──────── Texto
Não sei se, como afirmou o ministro da Saúde na véspera deste Natal numa visita ao Hospital Pediátrico de Coimbra (agora tratado como simples «departamento pediátrico»), o SNS ainda «é um dos melhores serviços públicos de Saúde». Mas, se não é, já foi. Antes de os governos do PS, PSD e CDS das últimas décadas, que tanto o elogiavam, o terem atacado.
«Mas uma das maiores derrotas do SNS é o esquecimento ou abdicação dos cidadãos mais velhos do que ele representou como construção de um país melhor, e o desconhecimento dos mais novos do que significa como direito de cidadania a cuidados humanizados e de qualidade»
A manutenção do Conselho de Administração (CA) do Centro Hospitalar Universitário de Coimbra (CHUC) e do seu presidente, nomeados pelo governo de Passos Coelho e responsáveis por graves agressões ao SNS, de que se destaca a forçada «fusão» dos hospitais de Coimbra com esventramento do Hospital dos Covões, é uma marca ilustrativa da pequenez da «mudança» e da força da «continuidade» do novo ministro e da sua equipa, neste ano de 2016 quase a terminar.
Entre outros desastres e obras de fachada, o CA dos CHUC – que chegou a concorrer à gestão de um hospital na Argélia e perspectivou «novas unidades satélite do CHUC além-fronteiras» – anunciou, em Maio de 2013, a abertura de «um pioneiro Centro de Ensaios Clínicos», notícia que mereceu a maior atenção das televisões e dos jornais.
────────────────
──────── Dados para análise
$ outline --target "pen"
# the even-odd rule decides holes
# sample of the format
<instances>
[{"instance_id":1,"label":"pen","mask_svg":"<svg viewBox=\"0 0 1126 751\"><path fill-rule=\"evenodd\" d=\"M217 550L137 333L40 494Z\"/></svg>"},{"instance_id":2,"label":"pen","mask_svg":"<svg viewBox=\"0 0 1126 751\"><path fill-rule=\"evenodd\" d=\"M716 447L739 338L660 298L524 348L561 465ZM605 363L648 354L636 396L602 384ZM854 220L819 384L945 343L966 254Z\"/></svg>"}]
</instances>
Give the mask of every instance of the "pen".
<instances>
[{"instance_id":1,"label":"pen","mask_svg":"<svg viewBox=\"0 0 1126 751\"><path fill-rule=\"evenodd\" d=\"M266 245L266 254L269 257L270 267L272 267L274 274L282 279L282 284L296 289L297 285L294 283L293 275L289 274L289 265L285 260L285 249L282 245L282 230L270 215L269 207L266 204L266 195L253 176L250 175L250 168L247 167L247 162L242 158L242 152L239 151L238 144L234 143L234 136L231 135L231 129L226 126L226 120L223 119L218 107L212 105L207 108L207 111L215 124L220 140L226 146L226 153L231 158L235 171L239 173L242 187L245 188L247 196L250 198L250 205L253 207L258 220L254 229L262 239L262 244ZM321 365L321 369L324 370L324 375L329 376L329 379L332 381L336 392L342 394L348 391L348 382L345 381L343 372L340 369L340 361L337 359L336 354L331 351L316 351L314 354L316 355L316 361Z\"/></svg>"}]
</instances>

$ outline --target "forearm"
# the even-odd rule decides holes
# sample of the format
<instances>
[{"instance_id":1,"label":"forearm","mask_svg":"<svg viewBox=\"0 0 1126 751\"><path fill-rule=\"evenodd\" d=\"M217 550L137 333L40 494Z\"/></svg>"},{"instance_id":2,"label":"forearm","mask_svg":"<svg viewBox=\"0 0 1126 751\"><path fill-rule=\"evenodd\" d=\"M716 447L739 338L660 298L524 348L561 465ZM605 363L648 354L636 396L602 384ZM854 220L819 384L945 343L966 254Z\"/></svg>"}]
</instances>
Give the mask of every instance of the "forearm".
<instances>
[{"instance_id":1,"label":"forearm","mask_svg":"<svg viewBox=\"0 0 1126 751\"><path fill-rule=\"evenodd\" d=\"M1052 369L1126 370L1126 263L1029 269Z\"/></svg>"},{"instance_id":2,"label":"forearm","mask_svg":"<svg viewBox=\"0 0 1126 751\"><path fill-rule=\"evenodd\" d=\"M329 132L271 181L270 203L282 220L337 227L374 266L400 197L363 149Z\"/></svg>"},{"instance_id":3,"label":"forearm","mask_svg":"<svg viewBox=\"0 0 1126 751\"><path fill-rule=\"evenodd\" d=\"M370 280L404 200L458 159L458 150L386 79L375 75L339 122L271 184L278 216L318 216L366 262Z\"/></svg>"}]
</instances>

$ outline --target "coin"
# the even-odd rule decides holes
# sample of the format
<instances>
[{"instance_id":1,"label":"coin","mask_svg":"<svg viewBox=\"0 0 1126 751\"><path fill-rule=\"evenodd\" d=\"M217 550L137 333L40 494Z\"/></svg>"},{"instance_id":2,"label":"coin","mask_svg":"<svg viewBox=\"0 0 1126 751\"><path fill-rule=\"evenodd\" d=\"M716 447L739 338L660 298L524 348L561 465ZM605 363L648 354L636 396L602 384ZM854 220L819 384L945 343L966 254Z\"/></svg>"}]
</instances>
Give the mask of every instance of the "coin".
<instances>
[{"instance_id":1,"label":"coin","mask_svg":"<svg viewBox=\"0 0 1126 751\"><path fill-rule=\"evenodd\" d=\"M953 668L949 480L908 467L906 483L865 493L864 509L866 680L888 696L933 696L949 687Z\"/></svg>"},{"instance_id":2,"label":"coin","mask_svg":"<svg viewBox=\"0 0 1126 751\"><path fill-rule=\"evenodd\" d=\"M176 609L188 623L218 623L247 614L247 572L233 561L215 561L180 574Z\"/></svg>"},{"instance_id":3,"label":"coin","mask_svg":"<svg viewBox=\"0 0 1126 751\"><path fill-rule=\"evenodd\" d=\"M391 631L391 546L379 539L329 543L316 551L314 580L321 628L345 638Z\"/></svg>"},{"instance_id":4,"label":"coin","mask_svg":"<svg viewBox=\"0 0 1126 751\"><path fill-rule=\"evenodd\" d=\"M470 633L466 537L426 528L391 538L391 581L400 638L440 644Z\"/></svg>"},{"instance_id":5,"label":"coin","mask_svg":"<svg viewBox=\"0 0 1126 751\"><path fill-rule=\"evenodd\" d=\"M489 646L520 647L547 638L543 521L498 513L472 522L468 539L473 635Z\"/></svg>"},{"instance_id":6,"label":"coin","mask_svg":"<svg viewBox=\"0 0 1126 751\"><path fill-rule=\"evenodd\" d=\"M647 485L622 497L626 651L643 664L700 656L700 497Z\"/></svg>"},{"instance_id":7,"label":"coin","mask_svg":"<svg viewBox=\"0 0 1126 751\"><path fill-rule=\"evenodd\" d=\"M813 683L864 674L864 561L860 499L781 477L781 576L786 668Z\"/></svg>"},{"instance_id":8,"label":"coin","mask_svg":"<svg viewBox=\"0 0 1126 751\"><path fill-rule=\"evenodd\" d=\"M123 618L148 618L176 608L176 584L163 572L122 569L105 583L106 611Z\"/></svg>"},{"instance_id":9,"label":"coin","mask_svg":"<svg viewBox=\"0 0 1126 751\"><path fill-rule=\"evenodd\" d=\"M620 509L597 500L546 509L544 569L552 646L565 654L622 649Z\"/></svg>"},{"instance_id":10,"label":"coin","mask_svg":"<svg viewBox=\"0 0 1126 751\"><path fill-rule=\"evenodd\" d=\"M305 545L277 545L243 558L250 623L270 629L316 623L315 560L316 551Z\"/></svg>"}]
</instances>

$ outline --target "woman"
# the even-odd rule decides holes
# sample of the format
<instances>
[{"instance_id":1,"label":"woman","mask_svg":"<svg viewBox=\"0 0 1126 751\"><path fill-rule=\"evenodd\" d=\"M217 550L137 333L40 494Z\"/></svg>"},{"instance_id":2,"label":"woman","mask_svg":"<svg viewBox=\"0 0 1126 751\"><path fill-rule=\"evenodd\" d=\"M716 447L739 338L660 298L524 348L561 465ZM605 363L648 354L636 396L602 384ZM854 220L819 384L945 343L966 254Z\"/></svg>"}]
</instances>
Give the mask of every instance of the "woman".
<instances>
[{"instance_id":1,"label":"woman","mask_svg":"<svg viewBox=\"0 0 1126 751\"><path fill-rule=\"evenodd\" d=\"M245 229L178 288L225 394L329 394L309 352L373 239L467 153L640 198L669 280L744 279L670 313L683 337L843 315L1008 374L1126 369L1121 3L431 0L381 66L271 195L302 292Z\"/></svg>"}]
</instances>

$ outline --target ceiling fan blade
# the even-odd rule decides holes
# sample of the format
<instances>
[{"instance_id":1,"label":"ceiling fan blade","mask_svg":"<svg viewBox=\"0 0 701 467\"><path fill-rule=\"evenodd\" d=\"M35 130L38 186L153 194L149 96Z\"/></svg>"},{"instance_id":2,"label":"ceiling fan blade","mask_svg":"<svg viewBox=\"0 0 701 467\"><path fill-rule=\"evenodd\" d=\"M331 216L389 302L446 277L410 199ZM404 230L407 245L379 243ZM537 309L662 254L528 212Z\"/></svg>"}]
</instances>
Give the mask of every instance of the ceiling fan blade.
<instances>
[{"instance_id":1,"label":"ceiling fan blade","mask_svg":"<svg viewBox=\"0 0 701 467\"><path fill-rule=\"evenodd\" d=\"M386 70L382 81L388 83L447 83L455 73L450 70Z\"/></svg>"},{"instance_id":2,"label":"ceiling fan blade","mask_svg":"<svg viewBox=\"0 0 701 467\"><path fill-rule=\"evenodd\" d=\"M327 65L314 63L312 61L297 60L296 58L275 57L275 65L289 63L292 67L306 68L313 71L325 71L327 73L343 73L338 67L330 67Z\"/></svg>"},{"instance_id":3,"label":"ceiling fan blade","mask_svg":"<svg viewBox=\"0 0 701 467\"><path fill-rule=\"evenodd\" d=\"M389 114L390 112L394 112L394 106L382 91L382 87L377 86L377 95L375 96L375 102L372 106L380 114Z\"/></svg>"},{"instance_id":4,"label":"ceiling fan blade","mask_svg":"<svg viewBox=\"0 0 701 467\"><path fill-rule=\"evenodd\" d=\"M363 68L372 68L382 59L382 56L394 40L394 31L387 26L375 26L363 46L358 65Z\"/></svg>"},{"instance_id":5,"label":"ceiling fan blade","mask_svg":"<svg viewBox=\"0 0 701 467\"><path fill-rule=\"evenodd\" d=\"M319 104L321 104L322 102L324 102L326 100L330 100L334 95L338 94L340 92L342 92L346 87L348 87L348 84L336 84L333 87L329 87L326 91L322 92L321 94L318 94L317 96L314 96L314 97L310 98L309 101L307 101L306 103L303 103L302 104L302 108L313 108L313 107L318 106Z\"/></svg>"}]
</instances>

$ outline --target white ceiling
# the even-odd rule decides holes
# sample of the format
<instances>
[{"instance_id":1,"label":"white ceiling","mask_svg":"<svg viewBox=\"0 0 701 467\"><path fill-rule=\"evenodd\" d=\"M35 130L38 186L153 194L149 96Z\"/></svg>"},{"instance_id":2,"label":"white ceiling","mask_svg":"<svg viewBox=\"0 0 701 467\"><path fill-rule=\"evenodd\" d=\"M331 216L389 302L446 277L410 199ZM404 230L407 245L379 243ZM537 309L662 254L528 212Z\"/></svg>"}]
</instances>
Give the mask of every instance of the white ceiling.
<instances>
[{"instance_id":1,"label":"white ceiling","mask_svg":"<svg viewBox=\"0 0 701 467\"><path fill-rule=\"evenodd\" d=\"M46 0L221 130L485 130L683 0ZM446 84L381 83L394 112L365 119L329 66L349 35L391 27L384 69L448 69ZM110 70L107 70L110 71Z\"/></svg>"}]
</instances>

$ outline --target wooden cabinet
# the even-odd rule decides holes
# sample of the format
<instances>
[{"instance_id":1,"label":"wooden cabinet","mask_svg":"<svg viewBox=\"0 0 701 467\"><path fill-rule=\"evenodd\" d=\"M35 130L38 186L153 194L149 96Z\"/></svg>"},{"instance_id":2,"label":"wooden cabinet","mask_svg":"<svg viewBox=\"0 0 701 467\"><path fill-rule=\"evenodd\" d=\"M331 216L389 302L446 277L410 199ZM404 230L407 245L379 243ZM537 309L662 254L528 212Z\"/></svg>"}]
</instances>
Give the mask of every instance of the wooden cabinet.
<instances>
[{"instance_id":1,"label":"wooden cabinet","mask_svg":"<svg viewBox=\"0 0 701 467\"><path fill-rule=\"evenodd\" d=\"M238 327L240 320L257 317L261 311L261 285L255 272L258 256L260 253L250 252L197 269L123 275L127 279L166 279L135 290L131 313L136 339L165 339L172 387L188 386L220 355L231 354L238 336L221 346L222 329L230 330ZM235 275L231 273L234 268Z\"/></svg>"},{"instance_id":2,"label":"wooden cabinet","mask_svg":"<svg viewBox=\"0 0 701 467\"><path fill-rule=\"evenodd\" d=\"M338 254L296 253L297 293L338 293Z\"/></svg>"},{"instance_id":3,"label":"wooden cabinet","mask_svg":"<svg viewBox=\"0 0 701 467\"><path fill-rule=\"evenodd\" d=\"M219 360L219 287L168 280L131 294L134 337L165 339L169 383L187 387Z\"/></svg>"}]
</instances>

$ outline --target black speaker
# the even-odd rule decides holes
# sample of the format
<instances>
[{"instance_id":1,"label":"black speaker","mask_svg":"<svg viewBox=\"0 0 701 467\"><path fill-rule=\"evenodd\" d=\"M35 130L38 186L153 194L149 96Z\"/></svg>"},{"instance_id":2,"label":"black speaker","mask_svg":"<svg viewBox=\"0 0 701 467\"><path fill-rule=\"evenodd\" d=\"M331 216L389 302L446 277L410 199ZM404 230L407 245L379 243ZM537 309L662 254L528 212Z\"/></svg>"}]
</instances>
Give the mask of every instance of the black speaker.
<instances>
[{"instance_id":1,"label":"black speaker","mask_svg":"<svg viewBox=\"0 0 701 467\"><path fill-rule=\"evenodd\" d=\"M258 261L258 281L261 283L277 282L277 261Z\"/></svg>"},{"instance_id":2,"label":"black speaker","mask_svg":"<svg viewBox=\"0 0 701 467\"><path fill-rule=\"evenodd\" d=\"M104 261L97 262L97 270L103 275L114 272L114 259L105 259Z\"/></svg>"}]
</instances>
────────────────
Enunciado
Prossiga o texto sobre o SNS e os hospitais de Coimbra, começando logo após a última frase apresentada.

Resposta
Inaugurado um ano depois (Maio 2014), com um ainda maior impacto mediático e as presenças do ministro Paulo Macedo, de secretários de Estado, directores gerais e de que quatro prémios Nobel (!), «o primeiro centro nacional para ensaios clínicos – fase I», como os que «existem na Europa, nos grandes hospitais de ponta, de grande inovação» – nas palavras do Dr. José Nunes, presidente do CA dos CHUC –, constituía «uma grande iniciativa pioneira e rentável», que dava aos CHUC «uma maior visibilidade nacional e internacional no âmbito da investigação clínica», proporcionando ainda a assistência «a um número cada vez maior de nossos doentes, que passará a dispor dos mais recentes inovações em termos de medicamentos, dispositivos médicos e tecnologias da saúde».
Ora, sem querer discutir eventuais vantagens da «turbinagem de conhecimentos» que, no palavroso enunciado do presidente do CA, o «Centro de Ensaios – fase I» iria proporcionar, a verdade é que tal centro não viu até hoje ensaio nenhum, ocupando, há mais de dois anos, uma enfermaria «desactivada» do Hospital dos Covões, que continua deserta e fechada, mantendo a desbotada placa de inauguração à porta, ensaiando apenas o escandaloso silêncio do vazio.
Este é apenas um exemplo da realidade discursiva e oca que faz as páginas dos jornais e inspira o empreendedorismo bacoco de muitos «gestores» do SNS, que parecem mais preocupados com «as oportunidades de negócio» e a «boa imagem» do que com a nobre missão de assistência aos cidadãos.
Não basta, por isso, desbloquear alguns contratos, alargar alguns benefícios, tornar menos abusivas algumas taxas «moderadoras», melhorar alguns horários, prometer algumas obras (como a nova maternidade em Coimbra), para fazer reverter as sequelas das dolosas medidas tomadas nas últimas décadas contra o SNS.
É preciso uma ruptura com a política de destruição neoliberal do SNS e as suas manifestações ideológicas, que favorecem a grande privada e as Parcerias Público-Privadas que lhe sugam os recursos.
Não chega uma aspirina para tratar um cancro destes.